* Written instruction
The exercise asks for every line of the data to be reproduced exactly.

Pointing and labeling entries

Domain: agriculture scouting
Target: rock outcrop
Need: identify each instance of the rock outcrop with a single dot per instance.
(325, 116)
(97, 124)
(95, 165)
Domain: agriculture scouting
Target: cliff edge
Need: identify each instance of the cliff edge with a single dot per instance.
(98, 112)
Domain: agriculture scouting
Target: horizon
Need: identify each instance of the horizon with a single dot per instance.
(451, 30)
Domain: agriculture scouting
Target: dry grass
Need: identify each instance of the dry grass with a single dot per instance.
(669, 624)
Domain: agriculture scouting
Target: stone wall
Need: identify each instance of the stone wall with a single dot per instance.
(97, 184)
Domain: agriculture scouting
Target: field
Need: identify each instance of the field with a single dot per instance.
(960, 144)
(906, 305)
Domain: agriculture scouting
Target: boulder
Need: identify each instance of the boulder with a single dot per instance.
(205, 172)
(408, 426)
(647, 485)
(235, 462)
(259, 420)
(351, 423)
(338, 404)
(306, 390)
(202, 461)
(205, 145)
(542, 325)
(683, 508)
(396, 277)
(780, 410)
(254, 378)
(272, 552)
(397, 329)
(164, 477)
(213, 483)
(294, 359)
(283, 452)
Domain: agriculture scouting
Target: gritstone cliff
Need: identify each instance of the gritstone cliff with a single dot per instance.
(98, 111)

* The output
Domain: agriculture scouting
Target: rock outcrop
Need: identify each instance of the rock outcrop with a single dot per instance.
(325, 116)
(97, 124)
(95, 165)
Domain: agriculture scouting
Target: cliff edge
Need: identify each instance of the cliff edge with a single dot per instance.
(98, 112)
Domain: agriculture scouting
Target: horizon
Need: identify each instance of the horizon with a single dot per instance.
(451, 30)
Domain: agriculture scouting
Target: dry grass
Need: identify each instance of the dry grass with a single dot per instance.
(669, 624)
Domain: agriculture scouting
Target: stone wall
Need: identify each instance of the stone wall with a single dot per instance.
(97, 184)
Domain: agriculture scouting
Target: field
Need: identify each instance of the field with a single dot per instance.
(960, 144)
(906, 305)
Domain: agriculture scouting
Target: boulder
Need: identify each instance of the boulder with a single dot per instance.
(205, 172)
(408, 426)
(647, 485)
(235, 462)
(259, 420)
(351, 423)
(338, 404)
(306, 390)
(202, 461)
(205, 145)
(542, 325)
(683, 508)
(396, 277)
(780, 410)
(254, 378)
(272, 552)
(397, 329)
(164, 477)
(213, 483)
(294, 359)
(283, 452)
Domain: agriculture scouting
Target: gritstone cliff
Need: identify each instance of the gritstone cliff with a single dot per instance.
(98, 111)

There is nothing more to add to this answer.